* GOAL:
Repeat every line below exactly as it reads.
--------------------------------------------------
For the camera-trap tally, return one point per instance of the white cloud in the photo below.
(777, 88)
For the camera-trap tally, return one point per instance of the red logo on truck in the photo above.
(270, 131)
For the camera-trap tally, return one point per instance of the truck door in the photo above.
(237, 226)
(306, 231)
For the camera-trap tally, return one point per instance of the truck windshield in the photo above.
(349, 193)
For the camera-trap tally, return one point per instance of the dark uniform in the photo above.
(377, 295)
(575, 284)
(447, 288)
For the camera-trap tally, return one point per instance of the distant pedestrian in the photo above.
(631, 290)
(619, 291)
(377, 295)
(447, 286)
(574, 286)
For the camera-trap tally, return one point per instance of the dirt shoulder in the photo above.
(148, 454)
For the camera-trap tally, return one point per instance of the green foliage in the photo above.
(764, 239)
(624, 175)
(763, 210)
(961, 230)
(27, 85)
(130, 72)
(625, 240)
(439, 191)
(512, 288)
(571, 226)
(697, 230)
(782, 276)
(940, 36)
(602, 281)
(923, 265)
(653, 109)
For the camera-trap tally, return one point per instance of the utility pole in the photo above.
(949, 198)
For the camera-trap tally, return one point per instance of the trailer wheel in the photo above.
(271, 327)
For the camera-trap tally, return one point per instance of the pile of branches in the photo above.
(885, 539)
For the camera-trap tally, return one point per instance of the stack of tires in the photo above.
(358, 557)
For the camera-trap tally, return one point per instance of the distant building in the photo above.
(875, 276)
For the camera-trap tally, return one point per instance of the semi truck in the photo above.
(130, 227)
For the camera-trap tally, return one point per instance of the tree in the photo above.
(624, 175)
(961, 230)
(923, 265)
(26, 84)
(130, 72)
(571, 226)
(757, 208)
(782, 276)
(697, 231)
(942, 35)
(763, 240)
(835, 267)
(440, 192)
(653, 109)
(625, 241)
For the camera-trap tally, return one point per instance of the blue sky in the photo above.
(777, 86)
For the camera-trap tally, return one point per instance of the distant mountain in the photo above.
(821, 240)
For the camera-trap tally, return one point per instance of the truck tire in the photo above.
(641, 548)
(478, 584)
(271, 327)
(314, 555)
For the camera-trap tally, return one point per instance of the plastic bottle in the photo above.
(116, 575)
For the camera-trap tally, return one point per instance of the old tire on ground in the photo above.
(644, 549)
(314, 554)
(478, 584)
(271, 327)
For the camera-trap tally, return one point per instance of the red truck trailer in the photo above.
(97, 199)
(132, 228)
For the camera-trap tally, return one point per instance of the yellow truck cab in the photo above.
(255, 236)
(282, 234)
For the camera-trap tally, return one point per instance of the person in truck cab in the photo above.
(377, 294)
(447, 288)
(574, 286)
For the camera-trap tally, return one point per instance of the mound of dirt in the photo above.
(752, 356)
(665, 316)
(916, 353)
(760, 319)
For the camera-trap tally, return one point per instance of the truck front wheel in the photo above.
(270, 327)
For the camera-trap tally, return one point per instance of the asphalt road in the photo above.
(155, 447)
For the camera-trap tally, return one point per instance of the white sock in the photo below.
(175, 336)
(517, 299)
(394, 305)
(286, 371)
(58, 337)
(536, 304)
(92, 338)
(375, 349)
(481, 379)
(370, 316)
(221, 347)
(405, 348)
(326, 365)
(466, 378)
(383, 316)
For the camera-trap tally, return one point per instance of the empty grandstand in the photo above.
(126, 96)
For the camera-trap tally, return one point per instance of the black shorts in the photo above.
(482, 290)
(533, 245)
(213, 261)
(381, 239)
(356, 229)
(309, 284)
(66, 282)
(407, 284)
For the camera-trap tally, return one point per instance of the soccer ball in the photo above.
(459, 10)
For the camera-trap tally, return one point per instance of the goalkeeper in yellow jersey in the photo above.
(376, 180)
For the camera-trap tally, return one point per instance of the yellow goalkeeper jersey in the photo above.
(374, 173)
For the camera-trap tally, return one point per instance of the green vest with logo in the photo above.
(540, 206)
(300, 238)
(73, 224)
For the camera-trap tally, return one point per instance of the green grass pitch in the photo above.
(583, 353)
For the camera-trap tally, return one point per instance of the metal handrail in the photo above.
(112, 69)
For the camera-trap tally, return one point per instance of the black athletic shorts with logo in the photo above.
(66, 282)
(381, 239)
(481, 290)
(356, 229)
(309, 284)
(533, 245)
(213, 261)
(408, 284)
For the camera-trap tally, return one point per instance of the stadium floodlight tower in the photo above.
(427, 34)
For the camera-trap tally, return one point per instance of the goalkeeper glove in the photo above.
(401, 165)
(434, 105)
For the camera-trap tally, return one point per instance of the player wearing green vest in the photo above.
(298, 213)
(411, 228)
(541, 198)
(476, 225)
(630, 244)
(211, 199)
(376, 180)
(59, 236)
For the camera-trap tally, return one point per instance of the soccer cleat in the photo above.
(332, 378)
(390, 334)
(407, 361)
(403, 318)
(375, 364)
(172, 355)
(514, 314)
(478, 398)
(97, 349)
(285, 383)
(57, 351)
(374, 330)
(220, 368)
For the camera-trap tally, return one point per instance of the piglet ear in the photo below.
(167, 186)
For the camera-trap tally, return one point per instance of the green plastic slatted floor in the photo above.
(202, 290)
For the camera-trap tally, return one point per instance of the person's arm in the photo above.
--------------------------------------------------
* SOLVED PROBLEM:
For the camera-trap tally, return one point per instance of the white cloud in the photo below.
(777, 88)
For the camera-trap tally, return one point per instance of the red logo on truck in the photo above.
(270, 131)
For the camera-trap tally, return one point per instance of the truck door in the photo above.
(237, 226)
(306, 231)
For the camera-trap tally, return one point per instance of the truck windshield in the photo above.
(349, 193)
For the camera-trap tally, return one point per instance of the dark uniform in the photo above.
(377, 295)
(575, 284)
(447, 288)
For the camera-trap tally, return one point per instance of the distant pedestrian in the photo above.
(631, 290)
(619, 291)
(377, 295)
(447, 286)
(574, 286)
For the camera-trap tally, return one point per instance of the dirt shoulder in the photo above.
(148, 454)
For the camera-trap tally, return one point per instance of the green foliage in the photo above.
(764, 239)
(624, 175)
(763, 210)
(961, 230)
(27, 85)
(130, 72)
(625, 240)
(439, 191)
(512, 288)
(571, 226)
(697, 230)
(782, 276)
(940, 36)
(602, 281)
(923, 265)
(653, 109)
For the camera-trap tally, return one point per instance of the utility pole in the photo above.
(949, 198)
For the camera-trap tally, return one point per instance of the trailer wheel in the photo above.
(271, 327)
For the camera-trap tally, return one point per instance of the pile of branches in the photo above.
(885, 539)
For the camera-trap tally, return one point per instance of the stack of tires in the photo above.
(358, 557)
For the camera-trap tally, return one point per instance of the distant building in the photo above.
(875, 276)
For the camera-trap tally, return one point per instance of the semi truck in the photo above.
(130, 227)
For the camera-trap tally, return one point per instance of the tree in the photo above.
(624, 175)
(961, 230)
(923, 265)
(26, 84)
(130, 72)
(571, 226)
(757, 208)
(782, 276)
(697, 231)
(942, 35)
(763, 240)
(835, 267)
(440, 192)
(653, 109)
(625, 241)
For the camera-trap tally, return one point per instance of the blue sky in the photo above.
(777, 86)
For the camera-trap tally, return one point per instance of the distant mountain in the photo above.
(821, 240)
For the camera-trap tally, return one point per instance of the truck tire in the photo above.
(641, 548)
(478, 584)
(271, 327)
(314, 555)
For the camera-trap tally, return one point per instance of the plastic bottle in the photo above.
(116, 575)
For the camera-trap tally, return one point per instance of the old tire on ground in the photo above.
(644, 549)
(314, 554)
(478, 584)
(271, 327)
For the camera-trap tally, return one point per instance of the red truck trailer in the photo above.
(97, 199)
(132, 228)
For the camera-trap tally, return one point per instance of the yellow truck cab in the photo above.
(255, 236)
(282, 234)
For the camera-trap tally, return one point per instance of the person in truck cab in the photo above.
(377, 294)
(447, 288)
(574, 286)
For the camera-trap tally, return one point per instance of the mound of dirt in the photo above.
(752, 356)
(665, 316)
(916, 353)
(760, 319)
For the camera-trap tally, return one point per instance of the truck front wheel in the photo above.
(270, 327)
For the camera-trap tally, return one point per instance of the asphalt road in the photo above.
(155, 447)
For the camera-trap tally, return one point per instance of the white sock in the photo below.
(175, 336)
(517, 299)
(394, 305)
(286, 371)
(58, 337)
(536, 304)
(92, 338)
(375, 349)
(481, 379)
(370, 316)
(221, 347)
(405, 348)
(326, 365)
(466, 378)
(383, 316)
For the camera-trap tally, return one point per instance of the empty grandstand in the photo above.
(126, 96)
For the camera-trap tally, return one point per instance of the black shorts in the photo above.
(482, 290)
(533, 245)
(213, 261)
(381, 239)
(356, 229)
(309, 284)
(66, 282)
(407, 284)
For the camera-trap tally, return one point per instance of the soccer ball in the photo above.
(459, 10)
For the camera-trap tally, return one point per instance of the goalkeeper in yellow jersey in the photo above.
(376, 180)
For the camera-trap tally, return one point per instance of the yellow goalkeeper jersey in the photo above.
(374, 173)
For the camera-trap tally, return one point per instance of the green vest with logo in the photo above.
(540, 206)
(300, 238)
(73, 224)
For the camera-trap tally, return one point per instance of the green grass pitch in the photo above.
(583, 353)
For the camera-trap tally, return one point per instance of the metal handrail in the photo above.
(112, 69)
For the camera-trap tally, return one point per instance of the black athletic shorts with logo in the photo above.
(66, 282)
(381, 239)
(481, 290)
(356, 229)
(309, 284)
(533, 245)
(213, 261)
(408, 284)
For the camera-trap tally, return one point per instance of the stadium floodlight tower in the photo above.
(427, 34)
For the camera-trap tally, return one point per instance of the goalkeeper glove in the photo above.
(401, 165)
(434, 105)
For the camera-trap tally, return one point per instance of the player wearing green vest in the photo above.
(298, 213)
(411, 228)
(541, 198)
(476, 225)
(630, 244)
(211, 199)
(376, 180)
(59, 236)
For the camera-trap tally, return one point per instance of the soccer cleat in the photo above.
(332, 378)
(390, 334)
(407, 361)
(403, 318)
(375, 364)
(172, 355)
(514, 314)
(478, 398)
(97, 349)
(285, 383)
(57, 351)
(374, 330)
(220, 368)
For the camera-trap tally, return one point per instance of the piglet ear in the photo below.
(167, 186)
For the camera-trap tally, return one point per instance of the green plastic slatted floor in the photo above.
(202, 290)
For the camera-trap tally, return one point per instance of the person's arm in the photo above.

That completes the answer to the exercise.